(Data listing)
◆ ◆ ◆ ◆ ◆ ◆ ◆

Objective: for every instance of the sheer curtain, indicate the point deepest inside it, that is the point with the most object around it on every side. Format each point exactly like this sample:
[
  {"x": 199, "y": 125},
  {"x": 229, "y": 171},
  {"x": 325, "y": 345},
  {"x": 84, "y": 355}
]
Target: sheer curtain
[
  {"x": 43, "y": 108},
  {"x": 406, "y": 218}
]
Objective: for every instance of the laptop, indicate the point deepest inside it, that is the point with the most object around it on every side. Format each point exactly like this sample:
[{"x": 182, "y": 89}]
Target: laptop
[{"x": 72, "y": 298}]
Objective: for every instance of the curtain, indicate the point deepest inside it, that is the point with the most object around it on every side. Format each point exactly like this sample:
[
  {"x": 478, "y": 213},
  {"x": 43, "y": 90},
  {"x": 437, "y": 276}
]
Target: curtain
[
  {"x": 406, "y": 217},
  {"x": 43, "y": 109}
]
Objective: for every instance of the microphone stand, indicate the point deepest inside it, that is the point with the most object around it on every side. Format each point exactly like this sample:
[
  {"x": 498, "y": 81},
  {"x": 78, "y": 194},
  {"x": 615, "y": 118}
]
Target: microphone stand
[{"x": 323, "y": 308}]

◆ ◆ ◆ ◆ ◆ ◆ ◆

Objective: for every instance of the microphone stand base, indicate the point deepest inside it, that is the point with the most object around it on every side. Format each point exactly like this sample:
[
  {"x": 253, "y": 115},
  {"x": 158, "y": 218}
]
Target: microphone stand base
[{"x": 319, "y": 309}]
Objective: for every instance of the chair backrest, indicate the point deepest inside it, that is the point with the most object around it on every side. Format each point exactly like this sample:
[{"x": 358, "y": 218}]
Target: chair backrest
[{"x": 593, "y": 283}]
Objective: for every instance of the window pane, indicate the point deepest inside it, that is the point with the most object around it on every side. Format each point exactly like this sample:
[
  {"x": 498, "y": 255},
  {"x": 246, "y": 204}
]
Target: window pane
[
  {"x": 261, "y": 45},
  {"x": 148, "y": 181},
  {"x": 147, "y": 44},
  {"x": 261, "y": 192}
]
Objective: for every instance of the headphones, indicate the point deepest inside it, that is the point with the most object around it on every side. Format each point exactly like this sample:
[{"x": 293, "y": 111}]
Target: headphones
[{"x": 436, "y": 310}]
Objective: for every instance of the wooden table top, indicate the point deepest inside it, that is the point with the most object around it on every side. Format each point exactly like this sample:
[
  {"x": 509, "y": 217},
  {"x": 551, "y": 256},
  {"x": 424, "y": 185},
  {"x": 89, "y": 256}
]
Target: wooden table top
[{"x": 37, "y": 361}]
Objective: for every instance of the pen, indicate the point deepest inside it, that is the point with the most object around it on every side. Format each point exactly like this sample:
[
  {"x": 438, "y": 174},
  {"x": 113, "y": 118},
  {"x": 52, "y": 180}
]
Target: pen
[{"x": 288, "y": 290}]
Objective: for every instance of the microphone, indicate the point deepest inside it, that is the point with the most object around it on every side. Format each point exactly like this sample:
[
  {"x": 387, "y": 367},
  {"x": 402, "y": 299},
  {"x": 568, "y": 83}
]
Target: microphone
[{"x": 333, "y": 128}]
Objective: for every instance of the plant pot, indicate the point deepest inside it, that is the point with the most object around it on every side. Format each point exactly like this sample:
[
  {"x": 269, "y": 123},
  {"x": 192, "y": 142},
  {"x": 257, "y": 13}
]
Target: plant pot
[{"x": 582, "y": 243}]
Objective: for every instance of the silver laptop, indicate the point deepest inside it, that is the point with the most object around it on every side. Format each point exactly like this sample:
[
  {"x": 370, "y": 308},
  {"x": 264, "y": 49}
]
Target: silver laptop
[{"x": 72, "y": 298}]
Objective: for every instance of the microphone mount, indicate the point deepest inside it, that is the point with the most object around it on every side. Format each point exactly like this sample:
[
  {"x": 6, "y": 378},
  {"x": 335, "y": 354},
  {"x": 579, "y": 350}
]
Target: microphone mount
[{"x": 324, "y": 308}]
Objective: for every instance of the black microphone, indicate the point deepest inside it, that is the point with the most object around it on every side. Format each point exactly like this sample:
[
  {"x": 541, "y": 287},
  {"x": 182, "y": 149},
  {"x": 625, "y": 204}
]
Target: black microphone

◆ ◆ ◆ ◆ ◆ ◆ ◆

WHAT YOU SHOULD DO
Which lines in the data listing above contain the string "stand"? Return each of those lines in full, treating uppercase and lowercase letters as different.

EXERCISE ANSWER
Objective: for every instance of the microphone stand, indicate the point deepest inside it, that is the point with the most object around it on every side. Format each point exactly like this sample:
Target: microphone stand
Objective: for every instance of the microphone stand base, indicate the point deepest inside it, that is the point with the most object around it on every side. Format each point exactly like this sample:
Target: microphone stand base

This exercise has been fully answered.